» AUFGABE 1: Gib die Zeilen der Auflistung unten wortgetreu wieder, und zwar von ihrem Anfang bis einschließlich der Zeile mit „(1002, 190)“.

» AUSGANGSTEXT:
-----

Es ist interessant, wie manche Klischees immer wiederkehren, so »Den Rang der Fotografie als Kunst bestätigt die Potsdamer Ausstellung [Fotografie und Impressionismus] aufs Schönste.« (Der Tagesspiegel, 11. Februar 2022). Hat doch die Generation der Dokumentarfotografie und der Autorenfotograf*innen gelernt und verinnerlicht, dass der Piktorialismus eine Nachahmung der Malerei und keine „künstlerische Photographie“ ist. Der Piktorialismus setzt in der Auseinandersetzung mit der Malerei neue Techniken [z.B. Heliogravüre, Gummidruck] und ästhetischen Überlegungen zur Fotografie ein.
Geht man aber davon aus, dass „impressionistische Malerei“ mit dem Amalfi Skizzenbuch von Carl Blechen beginnt, dann gibt es ab der Mitte des 19. Jhs. durchaus Überschneidungen und gegenseitige Inspiration zwischen Malerei und Fotografie. Die Kritik am Piktorialismus besteht ja gerade darin, dass er teils motivisch aber vor allen in der Bildgestaltung keine autonome Kunstform darstellt anders die auf ihn folgende ‚Neue Sachlichkeit‘, die in Motivwahl und Technik sich auf das „Lichtbild“ (Photographie) bezieht.

-----

» AUFLISTUNG:
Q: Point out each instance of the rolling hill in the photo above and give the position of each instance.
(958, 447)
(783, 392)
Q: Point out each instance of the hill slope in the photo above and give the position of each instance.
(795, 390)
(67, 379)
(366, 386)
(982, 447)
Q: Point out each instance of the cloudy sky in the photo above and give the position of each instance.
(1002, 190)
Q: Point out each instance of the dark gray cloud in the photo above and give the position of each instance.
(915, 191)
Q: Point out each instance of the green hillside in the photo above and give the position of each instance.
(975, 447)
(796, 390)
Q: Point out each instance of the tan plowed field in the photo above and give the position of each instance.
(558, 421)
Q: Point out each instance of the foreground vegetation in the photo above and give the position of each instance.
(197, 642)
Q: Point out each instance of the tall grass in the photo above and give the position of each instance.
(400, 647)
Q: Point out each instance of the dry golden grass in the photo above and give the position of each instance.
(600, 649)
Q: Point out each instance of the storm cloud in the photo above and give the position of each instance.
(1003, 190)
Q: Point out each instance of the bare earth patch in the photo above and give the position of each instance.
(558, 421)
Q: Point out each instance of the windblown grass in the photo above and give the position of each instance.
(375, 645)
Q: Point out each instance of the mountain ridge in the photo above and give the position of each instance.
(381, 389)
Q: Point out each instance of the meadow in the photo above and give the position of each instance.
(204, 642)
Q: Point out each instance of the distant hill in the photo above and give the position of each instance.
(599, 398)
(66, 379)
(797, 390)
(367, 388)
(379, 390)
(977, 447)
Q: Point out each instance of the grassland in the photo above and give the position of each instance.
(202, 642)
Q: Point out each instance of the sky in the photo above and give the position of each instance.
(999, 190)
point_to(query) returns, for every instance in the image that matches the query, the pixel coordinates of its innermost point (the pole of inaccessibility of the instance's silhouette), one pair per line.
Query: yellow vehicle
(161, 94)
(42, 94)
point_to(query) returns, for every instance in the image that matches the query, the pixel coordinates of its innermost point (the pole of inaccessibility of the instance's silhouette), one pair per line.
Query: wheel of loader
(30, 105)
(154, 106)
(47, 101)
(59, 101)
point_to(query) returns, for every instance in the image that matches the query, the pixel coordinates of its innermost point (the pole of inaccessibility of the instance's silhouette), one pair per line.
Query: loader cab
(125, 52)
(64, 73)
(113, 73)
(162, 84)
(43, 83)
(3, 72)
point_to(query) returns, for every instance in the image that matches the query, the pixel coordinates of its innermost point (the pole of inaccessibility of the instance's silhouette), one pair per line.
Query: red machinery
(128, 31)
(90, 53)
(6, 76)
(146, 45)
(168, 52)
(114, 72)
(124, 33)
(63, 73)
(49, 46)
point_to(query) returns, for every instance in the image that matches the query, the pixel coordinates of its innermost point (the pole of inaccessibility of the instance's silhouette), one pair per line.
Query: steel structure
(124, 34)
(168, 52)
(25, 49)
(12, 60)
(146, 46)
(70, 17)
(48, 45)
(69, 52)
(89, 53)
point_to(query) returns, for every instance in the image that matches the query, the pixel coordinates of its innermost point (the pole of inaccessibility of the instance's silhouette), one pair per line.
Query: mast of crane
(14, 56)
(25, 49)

-----

» AUFGABE 2:
Beantworte anhand des Ausgangstexts über Fotografie und Malerei:
(a) Welche Zeitung wird zitiert, und mit welchem Datum?
(b) Welche Techniken nennt der Text als Beispiele, die der Piktorialismus einsetzt?
(c) Mit welchem Werk beginnt unter der genannten Annahme die „impressionistische Malerei“?

» SCHRIFTLICHE ANTWORT 1:
Q: Point out each instance of the rolling hill in the photo above and give the position of each instance.
(958, 447)
(783, 392)
Q: Point out each instance of the hill slope in the photo above and give the position of each instance.
(795, 390)
(67, 379)
(366, 386)
(982, 447)
Q: Point out each instance of the cloudy sky in the photo above and give the position of each instance.
(1002, 190)

» SCHRIFTLICHE ANTWORT 2:
(a) Der Tagesspiegel, 11. Februar 2022
(b) Heliogravüre und Gummidruck
(c) Mit dem Amalfi Skizzenbuch von Carl Blechen